--- START Stored data ---
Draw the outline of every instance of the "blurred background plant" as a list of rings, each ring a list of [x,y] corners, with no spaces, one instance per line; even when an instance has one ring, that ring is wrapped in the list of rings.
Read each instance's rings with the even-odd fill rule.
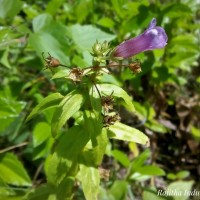
[[[198,1],[0,0],[0,5],[0,199],[22,199],[33,188],[37,192],[29,199],[50,199],[40,185],[53,144],[53,109],[29,123],[25,118],[47,95],[67,94],[76,85],[51,79],[42,52],[67,66],[88,67],[96,40],[115,47],[142,33],[153,17],[167,32],[166,48],[135,56],[140,74],[112,68],[114,75],[102,77],[133,97],[136,112],[118,107],[121,121],[143,131],[151,145],[110,141],[102,163],[110,175],[101,182],[99,199],[170,199],[157,190],[200,190]],[[84,199],[79,185],[74,198]]]

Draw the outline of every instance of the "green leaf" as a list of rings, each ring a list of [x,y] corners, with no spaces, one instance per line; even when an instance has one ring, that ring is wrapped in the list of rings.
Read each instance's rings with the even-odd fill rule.
[[[83,101],[83,95],[75,91],[64,97],[52,118],[51,128],[53,136],[55,136],[66,121],[81,108]]]
[[[0,179],[17,186],[31,186],[31,180],[22,163],[14,154],[0,155]]]
[[[108,18],[108,17],[101,18],[97,23],[99,25],[107,27],[107,28],[112,28],[115,25],[114,21],[111,18]]]
[[[56,152],[60,157],[76,160],[90,139],[90,133],[82,126],[73,126],[60,138]]]
[[[33,146],[37,147],[51,137],[51,127],[45,122],[38,123],[33,130]]]
[[[85,198],[87,200],[97,200],[100,184],[99,170],[94,167],[80,165],[79,173]]]
[[[82,53],[91,50],[92,45],[98,40],[99,42],[111,41],[115,35],[105,33],[92,25],[75,24],[68,28],[68,36],[76,44]]]
[[[48,183],[58,186],[72,166],[72,161],[60,157],[56,152],[49,155],[45,161],[44,169]]]
[[[23,3],[19,0],[0,0],[0,18],[12,19],[22,8]]]
[[[145,190],[142,193],[142,199],[143,200],[169,200],[166,196],[159,196],[158,192],[152,191],[152,190]]]
[[[112,85],[112,84],[99,84],[101,93],[105,95],[111,95],[113,93],[114,97],[122,98],[125,102],[125,107],[130,111],[134,112],[135,108],[133,105],[133,100],[122,88]]]
[[[73,199],[74,195],[74,180],[73,177],[66,177],[56,188],[56,200]]]
[[[189,197],[188,193],[192,192],[193,184],[194,181],[173,182],[167,187],[166,194],[168,193],[168,196],[173,196],[174,200],[187,200]]]
[[[137,172],[143,175],[150,175],[150,176],[164,176],[165,171],[162,170],[158,166],[153,166],[153,165],[148,165],[148,166],[143,166],[140,167]]]
[[[69,58],[64,53],[68,50],[68,44],[66,43],[66,38],[64,40],[63,35],[61,35],[64,31],[65,28],[62,26],[60,27],[57,23],[51,23],[49,26],[43,27],[42,31],[30,34],[29,44],[41,58],[42,52],[49,52],[60,63],[68,65]]]
[[[41,113],[43,110],[58,106],[59,102],[63,99],[60,93],[53,93],[45,97],[29,114],[26,121],[32,119],[36,114]]]
[[[111,153],[112,153],[112,156],[117,161],[119,161],[124,167],[128,167],[130,165],[129,158],[124,152],[118,149],[114,149]]]
[[[33,130],[34,159],[48,155],[53,145],[53,141],[50,125],[45,122],[38,123]]]
[[[44,13],[44,14],[38,15],[37,17],[33,19],[33,31],[39,32],[45,26],[49,25],[52,20],[53,18],[49,14]]]
[[[149,144],[149,139],[144,135],[144,133],[120,122],[116,122],[114,125],[109,126],[108,134],[109,137],[113,139],[136,142],[145,145]]]
[[[187,178],[189,175],[190,175],[190,172],[189,172],[189,171],[182,170],[182,171],[180,171],[180,172],[178,172],[178,173],[176,174],[176,177],[177,177],[178,179],[184,179],[184,178]]]
[[[20,116],[20,113],[25,105],[25,102],[22,101],[15,101],[7,97],[0,97],[0,132],[4,131],[5,134],[5,129],[13,128],[12,124],[13,126],[15,125],[14,129],[16,130],[17,125],[23,118]],[[17,123],[15,124],[15,122]],[[12,133],[14,134],[14,132]]]
[[[128,191],[128,183],[126,181],[118,181],[116,180],[114,184],[112,185],[109,193],[111,193],[115,199],[125,199],[126,193]]]
[[[61,5],[63,5],[65,0],[51,0],[48,2],[46,7],[46,12],[50,13],[51,15],[55,15],[60,8]]]
[[[132,163],[132,172],[137,171],[144,162],[151,156],[151,152],[149,149],[146,149],[141,154],[139,154]]]
[[[27,195],[28,200],[57,200],[55,195],[55,187],[44,184],[37,187],[34,191]]]
[[[51,79],[66,78],[70,73],[69,69],[63,69],[56,72]]]

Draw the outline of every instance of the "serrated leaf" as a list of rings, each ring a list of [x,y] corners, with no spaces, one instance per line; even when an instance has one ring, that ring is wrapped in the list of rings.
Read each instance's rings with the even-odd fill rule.
[[[114,125],[109,126],[108,133],[108,136],[113,139],[136,142],[145,145],[149,144],[149,139],[144,133],[120,122],[116,122]]]
[[[83,95],[74,91],[65,96],[52,118],[51,130],[53,136],[55,136],[66,121],[81,108],[83,101]]]
[[[59,105],[59,102],[63,99],[63,96],[60,93],[53,93],[45,97],[29,114],[26,119],[26,122],[32,119],[36,114],[41,113],[43,110],[56,107]]]
[[[97,200],[100,176],[97,168],[80,165],[80,180],[87,200]]]
[[[125,102],[125,107],[130,111],[134,112],[135,108],[133,105],[133,100],[122,88],[112,85],[112,84],[99,84],[101,93],[105,95],[111,95],[113,93],[114,97],[122,98]]]
[[[31,186],[31,180],[22,163],[11,153],[0,155],[0,179],[16,186]]]

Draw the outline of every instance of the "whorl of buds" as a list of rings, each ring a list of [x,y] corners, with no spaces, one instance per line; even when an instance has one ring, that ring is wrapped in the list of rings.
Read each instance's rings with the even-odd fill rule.
[[[92,52],[90,54],[93,56],[93,62],[95,65],[99,65],[100,63],[105,63],[107,60],[107,55],[111,51],[110,45],[107,41],[100,43],[96,41],[96,43],[92,47]]]
[[[60,61],[58,59],[52,57],[50,55],[50,53],[48,53],[48,54],[49,54],[49,56],[45,58],[44,57],[44,52],[42,53],[42,57],[43,57],[43,59],[45,61],[45,67],[46,67],[46,69],[47,68],[52,68],[52,67],[55,68],[55,67],[58,67],[58,66],[61,65]]]

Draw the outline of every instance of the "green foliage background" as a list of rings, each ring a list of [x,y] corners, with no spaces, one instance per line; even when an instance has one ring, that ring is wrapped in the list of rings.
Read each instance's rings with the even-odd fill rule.
[[[156,189],[200,190],[197,1],[0,0],[0,5],[0,199],[62,199],[68,192],[45,184],[46,179],[54,181],[48,173],[57,162],[54,154],[48,157],[54,106],[25,123],[44,97],[76,88],[71,81],[51,79],[51,71],[43,70],[42,52],[68,66],[88,67],[96,40],[115,47],[142,33],[153,17],[167,32],[166,48],[135,56],[142,65],[140,74],[124,68],[102,77],[133,97],[135,113],[118,108],[122,122],[147,134],[151,146],[111,141],[102,164],[111,174],[109,181],[102,180],[98,199],[169,199],[157,196]],[[86,139],[78,136],[73,139],[81,146]],[[82,165],[82,187],[96,188],[89,185],[89,171],[98,176],[97,170]],[[62,176],[62,169],[57,175]],[[69,178],[62,187],[72,183]],[[82,187],[74,190],[75,199],[85,198]],[[93,199],[96,192],[88,189],[85,196]]]

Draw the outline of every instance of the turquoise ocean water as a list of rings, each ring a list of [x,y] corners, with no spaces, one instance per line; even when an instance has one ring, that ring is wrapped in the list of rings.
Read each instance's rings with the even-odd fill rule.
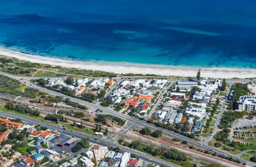
[[[254,1],[1,0],[0,6],[0,46],[23,53],[256,68]]]

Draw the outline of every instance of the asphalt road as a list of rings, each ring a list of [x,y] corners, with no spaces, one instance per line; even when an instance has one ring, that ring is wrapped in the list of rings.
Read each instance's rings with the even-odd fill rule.
[[[163,98],[164,97],[164,94],[167,93],[168,92],[168,89],[171,87],[172,85],[172,84],[174,83],[174,81],[170,81],[170,84],[164,88],[164,90],[162,91],[162,93],[159,95],[159,98],[158,99],[158,101],[156,101],[156,104],[154,105],[153,108],[150,111],[150,113],[147,115],[147,116],[145,118],[146,120],[148,120],[151,118],[151,115],[155,112],[155,109],[158,107],[158,106],[159,105],[159,104],[161,102],[162,100],[163,100]]]
[[[90,103],[90,102],[85,101],[83,101],[83,100],[76,99],[76,98],[73,98],[73,97],[65,95],[64,94],[48,89],[47,88],[42,88],[41,87],[39,87],[39,86],[35,85],[35,84],[32,83],[31,82],[30,82],[30,81],[29,80],[30,79],[30,78],[26,78],[24,77],[14,76],[12,76],[12,75],[10,75],[5,74],[5,73],[1,72],[0,72],[0,74],[2,74],[3,75],[5,75],[5,76],[9,76],[9,77],[14,78],[15,79],[23,78],[24,80],[20,80],[20,81],[24,83],[25,83],[24,82],[26,82],[25,84],[29,87],[34,87],[40,91],[44,91],[48,93],[52,94],[52,95],[53,95],[55,96],[63,96],[64,98],[69,99],[71,100],[72,100],[73,101],[78,102],[82,105],[87,105],[87,106],[89,106],[91,110],[96,110],[96,109],[99,109],[102,110],[104,113],[107,113],[108,114],[113,115],[116,116],[117,117],[123,118],[126,120],[128,120],[130,122],[135,123],[137,125],[139,125],[142,126],[149,127],[152,130],[155,130],[157,129],[162,129],[163,130],[163,132],[164,135],[168,135],[168,136],[171,136],[173,138],[175,138],[177,139],[179,139],[180,140],[186,140],[188,142],[188,143],[189,143],[195,147],[199,147],[199,148],[201,148],[202,149],[204,149],[206,150],[212,151],[215,152],[217,154],[224,155],[225,156],[230,156],[235,159],[238,159],[241,161],[241,162],[242,163],[246,163],[246,164],[247,165],[250,165],[250,166],[254,166],[255,165],[254,164],[248,161],[245,160],[243,159],[242,159],[240,157],[237,156],[237,155],[234,155],[229,153],[228,152],[226,152],[225,151],[217,149],[216,148],[212,147],[210,146],[209,146],[208,145],[207,145],[207,144],[205,144],[203,143],[201,143],[199,142],[196,142],[193,139],[187,138],[184,136],[179,135],[178,134],[168,131],[167,130],[165,130],[165,129],[162,129],[160,127],[156,127],[155,125],[154,125],[152,124],[148,123],[145,121],[141,121],[139,119],[137,119],[137,118],[130,117],[129,115],[125,115],[125,114],[121,113],[114,112],[110,109],[102,107],[97,104],[92,104],[92,103]],[[172,80],[170,81],[176,81],[176,80]],[[244,80],[234,80],[231,81],[231,82],[232,82],[232,83],[234,83],[234,82],[243,82],[243,83],[244,83],[244,82],[249,82],[249,80],[245,81]]]
[[[75,137],[79,139],[82,139],[83,138],[88,137],[90,138],[90,142],[92,143],[96,143],[103,146],[107,146],[107,147],[112,146],[114,148],[119,147],[119,149],[121,149],[123,151],[129,152],[132,154],[134,154],[137,156],[138,158],[142,159],[143,160],[150,162],[151,163],[156,164],[159,165],[163,164],[166,166],[180,167],[179,165],[172,164],[171,162],[164,161],[163,160],[159,159],[153,156],[149,156],[145,153],[141,153],[140,152],[119,145],[117,144],[112,143],[110,142],[109,142],[108,140],[104,140],[102,139],[101,139],[94,136],[92,136],[90,135],[84,133],[72,131],[68,130],[64,130],[62,127],[60,127],[59,126],[56,126],[53,125],[42,122],[30,117],[5,112],[0,112],[0,115],[9,118],[12,118],[14,119],[19,118],[22,121],[34,125],[39,125],[42,126],[46,127],[47,128],[53,131],[57,130],[58,132],[60,132],[65,135],[74,136]]]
--- END Stored data ---
Work to do: List every line above that contains the word "ocean", treating uppercase and lowercase as different.

Completed exercise:
Draw the outline of every instance of the turquoise ocean water as a list of rings, each ring a list of [x,y] corners, with no spaces, one instance per line; even when an instance has one ring, that ring is wrapped in the list of rings.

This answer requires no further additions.